Image point grounding data

────────────────

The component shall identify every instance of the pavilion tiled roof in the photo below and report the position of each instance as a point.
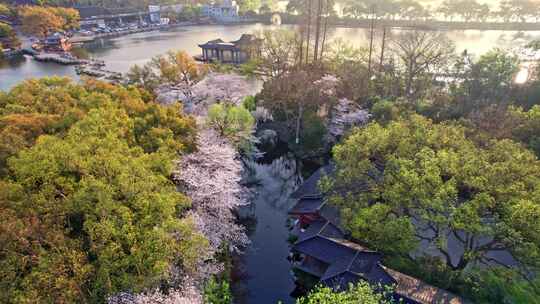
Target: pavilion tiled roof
(322, 228)
(418, 291)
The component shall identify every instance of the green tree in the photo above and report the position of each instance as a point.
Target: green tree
(102, 216)
(8, 37)
(489, 80)
(233, 122)
(361, 293)
(53, 105)
(217, 292)
(414, 181)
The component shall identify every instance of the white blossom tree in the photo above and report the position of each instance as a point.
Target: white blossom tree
(211, 177)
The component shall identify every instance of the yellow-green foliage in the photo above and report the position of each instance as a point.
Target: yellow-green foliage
(87, 208)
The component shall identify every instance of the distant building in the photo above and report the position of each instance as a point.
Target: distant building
(56, 43)
(92, 16)
(226, 11)
(236, 52)
(322, 250)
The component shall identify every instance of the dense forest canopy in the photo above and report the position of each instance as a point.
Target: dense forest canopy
(86, 171)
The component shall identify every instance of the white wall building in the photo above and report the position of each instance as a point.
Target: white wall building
(226, 11)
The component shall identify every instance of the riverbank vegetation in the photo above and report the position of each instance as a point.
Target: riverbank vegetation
(87, 205)
(443, 180)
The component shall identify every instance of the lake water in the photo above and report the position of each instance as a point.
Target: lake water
(268, 272)
(122, 52)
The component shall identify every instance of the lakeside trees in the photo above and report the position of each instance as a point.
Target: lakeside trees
(89, 210)
(360, 293)
(450, 10)
(8, 37)
(432, 184)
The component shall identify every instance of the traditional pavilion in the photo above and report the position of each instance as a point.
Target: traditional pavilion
(324, 250)
(236, 52)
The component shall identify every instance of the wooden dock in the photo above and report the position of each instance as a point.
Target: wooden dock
(59, 58)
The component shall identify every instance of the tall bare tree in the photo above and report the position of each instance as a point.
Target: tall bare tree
(420, 54)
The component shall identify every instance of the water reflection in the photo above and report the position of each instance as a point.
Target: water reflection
(268, 270)
(122, 52)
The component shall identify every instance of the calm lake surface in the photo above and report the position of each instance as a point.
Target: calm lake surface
(268, 271)
(122, 52)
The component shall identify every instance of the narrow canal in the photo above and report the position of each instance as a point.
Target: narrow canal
(268, 278)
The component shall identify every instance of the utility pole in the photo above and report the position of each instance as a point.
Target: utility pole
(317, 31)
(326, 15)
(382, 50)
(309, 31)
(371, 28)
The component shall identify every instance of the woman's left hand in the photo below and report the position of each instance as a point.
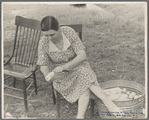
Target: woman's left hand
(58, 69)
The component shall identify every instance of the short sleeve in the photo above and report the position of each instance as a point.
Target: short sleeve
(43, 58)
(76, 42)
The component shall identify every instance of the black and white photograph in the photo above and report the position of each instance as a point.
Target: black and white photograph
(74, 60)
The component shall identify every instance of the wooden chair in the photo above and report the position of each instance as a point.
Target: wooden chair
(56, 95)
(21, 65)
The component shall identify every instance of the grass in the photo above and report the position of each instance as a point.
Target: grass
(114, 42)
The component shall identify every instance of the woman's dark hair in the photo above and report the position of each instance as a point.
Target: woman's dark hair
(49, 22)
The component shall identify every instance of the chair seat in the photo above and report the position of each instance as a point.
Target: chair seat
(19, 71)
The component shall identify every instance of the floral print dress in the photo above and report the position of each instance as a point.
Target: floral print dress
(70, 84)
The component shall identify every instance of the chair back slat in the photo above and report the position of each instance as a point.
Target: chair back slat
(35, 46)
(77, 28)
(29, 23)
(25, 47)
(26, 41)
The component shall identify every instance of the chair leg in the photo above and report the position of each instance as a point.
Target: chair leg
(54, 97)
(14, 82)
(35, 84)
(58, 104)
(92, 107)
(25, 95)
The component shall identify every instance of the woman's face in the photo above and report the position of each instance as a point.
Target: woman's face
(52, 33)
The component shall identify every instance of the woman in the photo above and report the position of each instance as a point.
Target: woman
(62, 48)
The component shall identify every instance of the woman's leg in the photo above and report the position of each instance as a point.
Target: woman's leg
(108, 103)
(82, 104)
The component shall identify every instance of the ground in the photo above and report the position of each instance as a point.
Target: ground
(114, 41)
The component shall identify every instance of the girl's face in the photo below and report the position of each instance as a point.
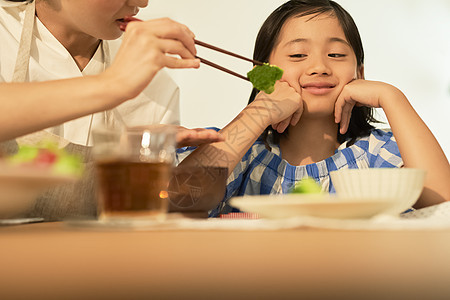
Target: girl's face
(317, 60)
(98, 18)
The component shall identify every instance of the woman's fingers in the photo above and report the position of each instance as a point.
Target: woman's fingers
(168, 29)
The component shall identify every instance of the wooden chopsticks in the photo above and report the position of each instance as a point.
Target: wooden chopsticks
(227, 52)
(207, 62)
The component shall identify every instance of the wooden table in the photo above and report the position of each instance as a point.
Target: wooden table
(53, 261)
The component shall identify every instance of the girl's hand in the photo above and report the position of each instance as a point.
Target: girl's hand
(284, 106)
(148, 47)
(360, 93)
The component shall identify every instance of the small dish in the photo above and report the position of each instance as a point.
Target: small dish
(315, 205)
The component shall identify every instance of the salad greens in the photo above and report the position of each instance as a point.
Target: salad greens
(264, 77)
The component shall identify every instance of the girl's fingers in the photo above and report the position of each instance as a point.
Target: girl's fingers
(175, 47)
(296, 117)
(170, 29)
(345, 116)
(283, 125)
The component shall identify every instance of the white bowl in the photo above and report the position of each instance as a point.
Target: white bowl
(21, 185)
(401, 186)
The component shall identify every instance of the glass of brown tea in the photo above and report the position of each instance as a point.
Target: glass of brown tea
(134, 166)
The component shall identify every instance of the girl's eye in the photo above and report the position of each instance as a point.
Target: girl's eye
(336, 55)
(297, 56)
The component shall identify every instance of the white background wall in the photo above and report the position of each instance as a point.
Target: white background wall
(407, 44)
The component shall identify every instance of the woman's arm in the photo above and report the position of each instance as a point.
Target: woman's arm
(28, 107)
(417, 145)
(283, 106)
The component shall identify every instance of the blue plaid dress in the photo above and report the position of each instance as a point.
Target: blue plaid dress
(262, 171)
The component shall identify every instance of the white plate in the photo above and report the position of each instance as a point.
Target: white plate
(323, 206)
(21, 185)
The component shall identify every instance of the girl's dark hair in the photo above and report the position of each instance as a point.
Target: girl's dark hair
(268, 36)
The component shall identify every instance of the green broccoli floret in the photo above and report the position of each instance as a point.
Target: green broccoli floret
(307, 186)
(47, 154)
(264, 77)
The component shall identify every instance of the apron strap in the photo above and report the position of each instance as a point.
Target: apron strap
(23, 56)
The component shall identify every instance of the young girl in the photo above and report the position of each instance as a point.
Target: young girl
(320, 113)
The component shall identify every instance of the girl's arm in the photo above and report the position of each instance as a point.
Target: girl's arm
(28, 107)
(284, 106)
(417, 145)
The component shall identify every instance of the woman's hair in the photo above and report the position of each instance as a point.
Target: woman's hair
(268, 36)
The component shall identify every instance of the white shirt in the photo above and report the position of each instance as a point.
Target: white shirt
(49, 60)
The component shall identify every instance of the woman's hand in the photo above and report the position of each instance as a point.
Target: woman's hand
(360, 93)
(148, 47)
(284, 106)
(197, 136)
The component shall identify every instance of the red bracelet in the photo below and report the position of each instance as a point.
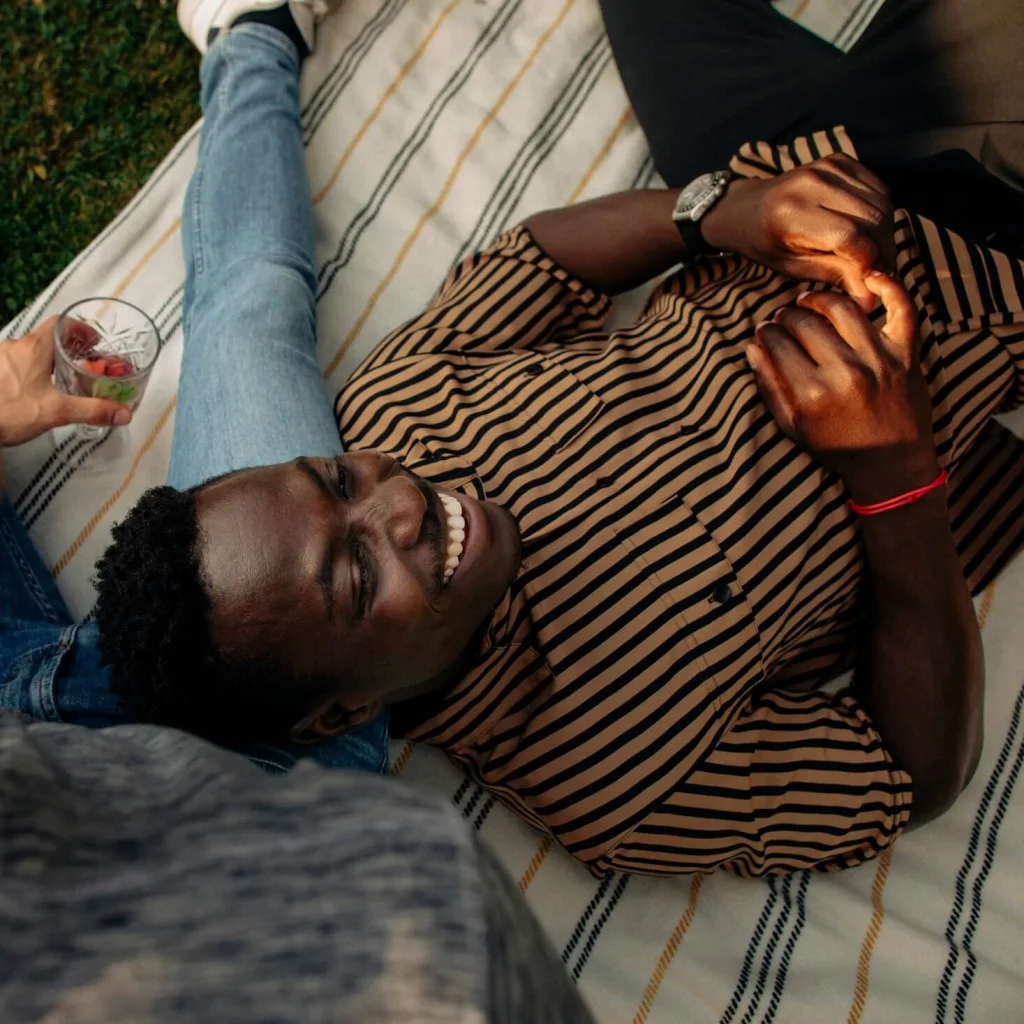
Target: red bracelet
(910, 498)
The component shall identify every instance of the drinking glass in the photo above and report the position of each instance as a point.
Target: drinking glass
(105, 348)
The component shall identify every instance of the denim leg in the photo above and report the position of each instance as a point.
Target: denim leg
(49, 667)
(252, 392)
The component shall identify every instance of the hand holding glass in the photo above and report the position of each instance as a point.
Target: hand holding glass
(105, 348)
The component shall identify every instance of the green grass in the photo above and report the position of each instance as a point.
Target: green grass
(93, 93)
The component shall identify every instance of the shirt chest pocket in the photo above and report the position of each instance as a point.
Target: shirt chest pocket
(538, 406)
(686, 573)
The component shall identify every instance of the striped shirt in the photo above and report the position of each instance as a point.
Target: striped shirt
(649, 690)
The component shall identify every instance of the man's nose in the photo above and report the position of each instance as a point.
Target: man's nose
(403, 507)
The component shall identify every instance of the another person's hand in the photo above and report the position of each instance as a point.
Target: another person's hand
(829, 220)
(30, 404)
(851, 395)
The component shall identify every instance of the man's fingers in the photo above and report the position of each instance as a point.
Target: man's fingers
(900, 332)
(816, 336)
(826, 231)
(61, 410)
(847, 317)
(841, 163)
(772, 388)
(788, 355)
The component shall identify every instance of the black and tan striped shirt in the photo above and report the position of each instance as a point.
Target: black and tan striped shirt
(649, 692)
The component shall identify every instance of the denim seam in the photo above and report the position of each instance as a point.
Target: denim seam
(29, 578)
(45, 682)
(267, 34)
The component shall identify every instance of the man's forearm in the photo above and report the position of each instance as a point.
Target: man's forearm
(922, 671)
(614, 243)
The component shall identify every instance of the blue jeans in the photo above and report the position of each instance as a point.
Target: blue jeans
(251, 391)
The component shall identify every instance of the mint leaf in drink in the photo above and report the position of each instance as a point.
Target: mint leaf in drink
(112, 388)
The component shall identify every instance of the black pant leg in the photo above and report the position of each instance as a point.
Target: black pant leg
(706, 76)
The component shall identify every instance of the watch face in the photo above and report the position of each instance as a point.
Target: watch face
(695, 198)
(694, 192)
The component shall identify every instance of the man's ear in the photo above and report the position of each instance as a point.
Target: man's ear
(332, 719)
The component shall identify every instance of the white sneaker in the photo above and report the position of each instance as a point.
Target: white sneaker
(200, 17)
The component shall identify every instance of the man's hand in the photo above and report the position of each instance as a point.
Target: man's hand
(30, 404)
(853, 396)
(829, 220)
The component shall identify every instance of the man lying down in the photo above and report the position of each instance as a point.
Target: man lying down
(606, 572)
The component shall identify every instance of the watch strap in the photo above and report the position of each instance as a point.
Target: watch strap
(693, 238)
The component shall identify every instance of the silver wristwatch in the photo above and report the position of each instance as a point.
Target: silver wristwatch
(694, 201)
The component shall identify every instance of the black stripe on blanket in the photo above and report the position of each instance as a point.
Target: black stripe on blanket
(537, 147)
(334, 83)
(597, 927)
(776, 913)
(403, 158)
(22, 325)
(51, 480)
(962, 962)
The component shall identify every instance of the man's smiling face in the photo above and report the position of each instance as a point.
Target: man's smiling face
(335, 568)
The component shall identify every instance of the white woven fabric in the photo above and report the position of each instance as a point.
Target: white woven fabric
(430, 125)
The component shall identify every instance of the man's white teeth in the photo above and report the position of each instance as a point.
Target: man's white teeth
(456, 532)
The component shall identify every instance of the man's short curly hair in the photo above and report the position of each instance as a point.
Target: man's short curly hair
(154, 614)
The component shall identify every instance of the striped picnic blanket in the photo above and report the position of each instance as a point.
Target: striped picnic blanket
(429, 126)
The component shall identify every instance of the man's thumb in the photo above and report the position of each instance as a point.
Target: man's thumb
(94, 412)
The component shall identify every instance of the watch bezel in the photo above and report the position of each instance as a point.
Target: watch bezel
(695, 208)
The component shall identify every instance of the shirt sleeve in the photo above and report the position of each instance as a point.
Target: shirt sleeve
(512, 296)
(801, 780)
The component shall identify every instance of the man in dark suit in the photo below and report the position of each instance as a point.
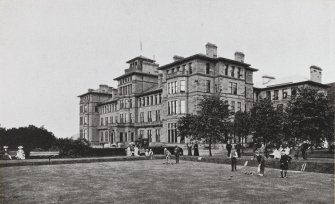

────────────────

[Task goal] Give back exactly the lines above starting at the line where "the green broccoli" appears and ending at the line where "The component shall identify every instance of the girl's arm" appears, both included, with no other lines.

[Answer space]
The component shall identify every instance of the green broccoli floret in the photo above and report the position of each instance as a point.
Target: green broccoli floret
(307, 186)
(47, 154)
(264, 77)
The component shall identify every instance of the apron strap in the photo above and report the position of each instance as a point.
Target: apron strap
(23, 56)
The component shall identify every instance of the young girl in the photo above and report the position of each instance as a point.
Target: young girl
(320, 113)
The component shall identify every instance of the girl's arm in the photo above and report the position of each instance as a point.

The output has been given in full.